The answer must be an exact transcription of every record.

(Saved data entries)

=== Begin Enclosure ===

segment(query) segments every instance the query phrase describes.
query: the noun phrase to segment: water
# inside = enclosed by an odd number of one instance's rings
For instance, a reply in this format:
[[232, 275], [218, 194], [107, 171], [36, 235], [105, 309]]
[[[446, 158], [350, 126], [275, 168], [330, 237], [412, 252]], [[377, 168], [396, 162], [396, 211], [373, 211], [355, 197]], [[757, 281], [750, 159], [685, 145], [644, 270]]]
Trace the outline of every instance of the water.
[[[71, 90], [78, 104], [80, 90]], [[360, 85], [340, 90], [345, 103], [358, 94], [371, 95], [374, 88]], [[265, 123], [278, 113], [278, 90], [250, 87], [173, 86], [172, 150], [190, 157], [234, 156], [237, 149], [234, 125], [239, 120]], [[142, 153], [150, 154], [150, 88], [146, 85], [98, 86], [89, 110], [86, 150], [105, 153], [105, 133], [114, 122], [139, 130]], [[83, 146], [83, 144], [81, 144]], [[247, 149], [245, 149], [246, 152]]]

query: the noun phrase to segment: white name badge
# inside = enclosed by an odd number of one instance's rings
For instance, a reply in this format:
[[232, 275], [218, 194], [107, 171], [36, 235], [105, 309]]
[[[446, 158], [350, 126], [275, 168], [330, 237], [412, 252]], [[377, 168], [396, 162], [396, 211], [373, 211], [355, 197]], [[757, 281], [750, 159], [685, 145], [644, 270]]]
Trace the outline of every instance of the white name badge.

=== End Enclosure ===

YOUR RESPONSE –
segment(query) segments every instance the query phrase describes.
query: the noun phrase to segment: water
# inside = enclosed by an odd number of one instance's rings
For instance, a reply in this format:
[[232, 275], [218, 194], [107, 171], [36, 235], [105, 309]]
[[[446, 158], [350, 126], [275, 168], [330, 237], [412, 252]], [[377, 168], [396, 162], [396, 211], [373, 211], [355, 197]], [[757, 281], [750, 159], [685, 145], [644, 270]]]
Trace the outline of every instance of the water.
[[[71, 90], [78, 104], [80, 90]], [[360, 85], [340, 90], [345, 103], [358, 94], [371, 95], [374, 88]], [[265, 123], [278, 113], [278, 90], [250, 87], [173, 86], [172, 150], [190, 157], [234, 156], [237, 149], [234, 125], [239, 120]], [[142, 153], [150, 154], [150, 88], [146, 85], [98, 86], [89, 110], [86, 150], [105, 153], [105, 133], [114, 122], [139, 130]], [[83, 146], [83, 144], [81, 144]], [[247, 149], [245, 149], [246, 152]]]

query: the noun phrase to segment: white name badge
# inside = enclosed by an odd number of one instance's rings
For instance, a reply in this format:
[[232, 275], [218, 194], [107, 171], [36, 235], [105, 309]]
[[[446, 158], [350, 126], [275, 168], [330, 237], [412, 252]], [[377, 168], [396, 162], [396, 211], [373, 211], [355, 197]], [[757, 281], [750, 159], [685, 145], [644, 270]]]
Trace the outline of every instance of the white name badge.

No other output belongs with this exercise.